◆ **EXERCISE TEXT**
==================================================
# Looking for reputable breeder in Northern New Jersey



## Pamm14 (May 29, 2010)

Hello everyone: This is my first post here although I have been a lurker for many years. We lost our 11-1/2 year old baby boy 2 months ago; it has been hell to say the least. I am beginning to think about adopting another and have been doing quite a bit of research. This topic has probably been rehashed over and over but my search revealed some posts are quite old so I though I would ask.

Has anyone had any experience with Regis Prado Maltese in Jersey City? I believe they were located in Manhattan a few years ago. I took the advice of many of you here on this forum and went to the Maltese Association website but there are only two breeders noted; I reached out to Castleford but received no response.

Any advice/help would be greatly appreciated. 
Thank you


----------



## Mia321 (Aug 8, 2021)

Good Morning, 
I am so sorry for your loss as I know how hard it is. I don't know anything about Regis Prado Maltese in Jersey City. I live in NJ and researched breeders in the tri state area. Not sure if you would consider going out of state but I ended up adopting Mia from a breeder in Connecticut.


----------



## Lark (May 7, 2020)

Pamm14 said:


> Hello everyone: This is my first post here although I have been a lurker for many years. We lost our 11-1/2 year old baby boy 2 months ago; it has been hell to say the least. I am beginning to think about adopting another and have been doing quite a bit of research. This topic has probably been rehashed over and over but my search revealed some posts are quite old so I though I would ask.
> 
> Has anyone had any experience with Regis Prado Maltese in Jersey City? I believe they were located in Manhattan a few years ago. I took the advice of many of you here on this forum and went to the Maltese Association website but there are only two breeders noted; I reached out to Castleford but received no response.
> 
> ...
==================================================
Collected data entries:

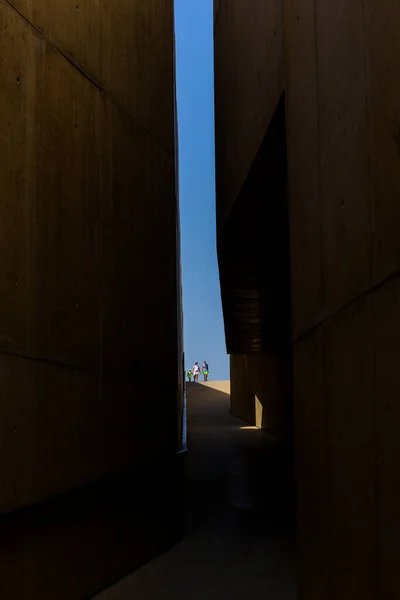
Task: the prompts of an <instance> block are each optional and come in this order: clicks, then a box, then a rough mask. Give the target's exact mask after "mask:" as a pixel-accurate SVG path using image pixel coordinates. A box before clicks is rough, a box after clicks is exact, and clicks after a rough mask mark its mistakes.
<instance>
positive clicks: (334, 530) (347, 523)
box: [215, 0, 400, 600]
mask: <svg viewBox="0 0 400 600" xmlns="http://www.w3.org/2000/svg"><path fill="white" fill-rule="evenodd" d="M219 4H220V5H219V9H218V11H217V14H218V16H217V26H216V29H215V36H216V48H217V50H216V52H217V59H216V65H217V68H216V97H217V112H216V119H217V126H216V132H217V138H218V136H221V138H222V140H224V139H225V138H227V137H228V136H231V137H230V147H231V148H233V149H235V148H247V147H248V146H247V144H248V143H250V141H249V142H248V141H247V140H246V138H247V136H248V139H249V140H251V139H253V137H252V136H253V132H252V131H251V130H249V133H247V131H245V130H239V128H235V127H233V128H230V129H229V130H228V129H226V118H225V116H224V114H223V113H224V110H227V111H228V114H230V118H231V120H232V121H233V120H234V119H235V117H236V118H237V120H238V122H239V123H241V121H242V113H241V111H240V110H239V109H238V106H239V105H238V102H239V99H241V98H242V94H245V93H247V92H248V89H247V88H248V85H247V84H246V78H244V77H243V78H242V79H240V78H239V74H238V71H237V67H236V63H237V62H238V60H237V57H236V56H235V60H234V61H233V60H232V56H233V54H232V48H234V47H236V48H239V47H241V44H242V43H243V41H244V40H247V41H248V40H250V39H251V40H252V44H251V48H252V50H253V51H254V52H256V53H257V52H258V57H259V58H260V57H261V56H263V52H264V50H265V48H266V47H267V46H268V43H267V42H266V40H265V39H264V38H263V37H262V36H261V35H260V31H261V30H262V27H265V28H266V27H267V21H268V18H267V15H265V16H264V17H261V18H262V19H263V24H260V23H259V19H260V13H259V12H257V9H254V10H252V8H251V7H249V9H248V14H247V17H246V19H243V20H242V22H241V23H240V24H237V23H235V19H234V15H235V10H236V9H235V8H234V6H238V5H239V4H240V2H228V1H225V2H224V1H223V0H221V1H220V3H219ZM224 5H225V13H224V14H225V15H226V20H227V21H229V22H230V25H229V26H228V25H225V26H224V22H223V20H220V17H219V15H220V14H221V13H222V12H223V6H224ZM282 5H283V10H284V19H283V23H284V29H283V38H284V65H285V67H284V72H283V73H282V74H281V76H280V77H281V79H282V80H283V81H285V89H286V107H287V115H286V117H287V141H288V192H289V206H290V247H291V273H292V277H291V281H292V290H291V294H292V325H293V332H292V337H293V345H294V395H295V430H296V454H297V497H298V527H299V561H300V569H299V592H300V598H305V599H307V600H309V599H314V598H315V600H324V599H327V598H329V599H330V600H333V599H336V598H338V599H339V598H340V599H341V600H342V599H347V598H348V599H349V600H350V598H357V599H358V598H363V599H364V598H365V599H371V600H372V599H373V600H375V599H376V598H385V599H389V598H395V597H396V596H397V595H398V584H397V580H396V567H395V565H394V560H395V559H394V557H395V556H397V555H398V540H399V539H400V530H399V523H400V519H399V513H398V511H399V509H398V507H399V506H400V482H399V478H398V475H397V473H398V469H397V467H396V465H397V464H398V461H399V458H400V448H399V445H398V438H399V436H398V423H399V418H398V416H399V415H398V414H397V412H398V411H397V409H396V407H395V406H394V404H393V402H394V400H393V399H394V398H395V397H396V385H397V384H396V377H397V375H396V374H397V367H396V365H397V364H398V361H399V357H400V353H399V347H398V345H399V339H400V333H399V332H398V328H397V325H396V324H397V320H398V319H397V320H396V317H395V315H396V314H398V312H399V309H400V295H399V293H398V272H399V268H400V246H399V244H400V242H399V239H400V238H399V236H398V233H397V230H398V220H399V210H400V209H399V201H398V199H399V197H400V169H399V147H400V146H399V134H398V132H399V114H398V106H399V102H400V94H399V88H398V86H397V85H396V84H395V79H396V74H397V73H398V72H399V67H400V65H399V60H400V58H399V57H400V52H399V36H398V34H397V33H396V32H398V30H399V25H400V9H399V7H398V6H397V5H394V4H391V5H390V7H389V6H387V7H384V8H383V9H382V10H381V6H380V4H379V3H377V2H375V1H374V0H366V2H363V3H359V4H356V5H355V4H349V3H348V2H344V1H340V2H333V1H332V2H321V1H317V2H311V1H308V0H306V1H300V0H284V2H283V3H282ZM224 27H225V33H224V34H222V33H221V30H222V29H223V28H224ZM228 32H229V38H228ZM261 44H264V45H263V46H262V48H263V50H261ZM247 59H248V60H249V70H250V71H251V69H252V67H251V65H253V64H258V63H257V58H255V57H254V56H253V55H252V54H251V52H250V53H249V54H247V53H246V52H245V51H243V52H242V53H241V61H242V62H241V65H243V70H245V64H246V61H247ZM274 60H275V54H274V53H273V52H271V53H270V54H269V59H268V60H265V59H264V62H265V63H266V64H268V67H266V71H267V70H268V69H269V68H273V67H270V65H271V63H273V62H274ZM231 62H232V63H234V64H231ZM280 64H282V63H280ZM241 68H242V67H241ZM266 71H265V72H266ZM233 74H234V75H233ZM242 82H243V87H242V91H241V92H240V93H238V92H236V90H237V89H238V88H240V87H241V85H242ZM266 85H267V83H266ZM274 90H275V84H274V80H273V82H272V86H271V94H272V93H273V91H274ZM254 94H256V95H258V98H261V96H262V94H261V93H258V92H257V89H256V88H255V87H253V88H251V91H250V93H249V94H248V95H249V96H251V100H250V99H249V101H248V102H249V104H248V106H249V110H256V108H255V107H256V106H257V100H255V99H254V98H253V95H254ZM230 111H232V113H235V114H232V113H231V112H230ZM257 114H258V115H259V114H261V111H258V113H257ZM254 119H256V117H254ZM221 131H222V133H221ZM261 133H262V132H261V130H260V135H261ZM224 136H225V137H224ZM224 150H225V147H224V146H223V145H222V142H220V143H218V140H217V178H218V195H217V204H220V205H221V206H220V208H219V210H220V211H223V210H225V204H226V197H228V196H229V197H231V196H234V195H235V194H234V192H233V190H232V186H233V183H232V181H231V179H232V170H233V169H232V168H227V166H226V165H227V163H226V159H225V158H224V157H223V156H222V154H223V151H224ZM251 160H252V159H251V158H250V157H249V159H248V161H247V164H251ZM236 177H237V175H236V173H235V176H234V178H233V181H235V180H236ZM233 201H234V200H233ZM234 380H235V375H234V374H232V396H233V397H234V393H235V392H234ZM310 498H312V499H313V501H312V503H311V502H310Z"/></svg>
==================================================
Repeat a passage of the breeder thread word for word, beginning at the words "## Mia321 (Aug" and stopping after "breeder in Connecticut.". The rows have nothing to do with what you are asked to do here.

## Mia321 (Aug 8, 2021)

Good Morning, 
I am so sorry for your loss as I know how hard it is. I don't know anything about Regis Prado Maltese in Jersey City. I live in NJ and researched breeders in the tri state area. Not sure if you would consider going out of state but I ended up adopting Mia from a breeder in Connecticut.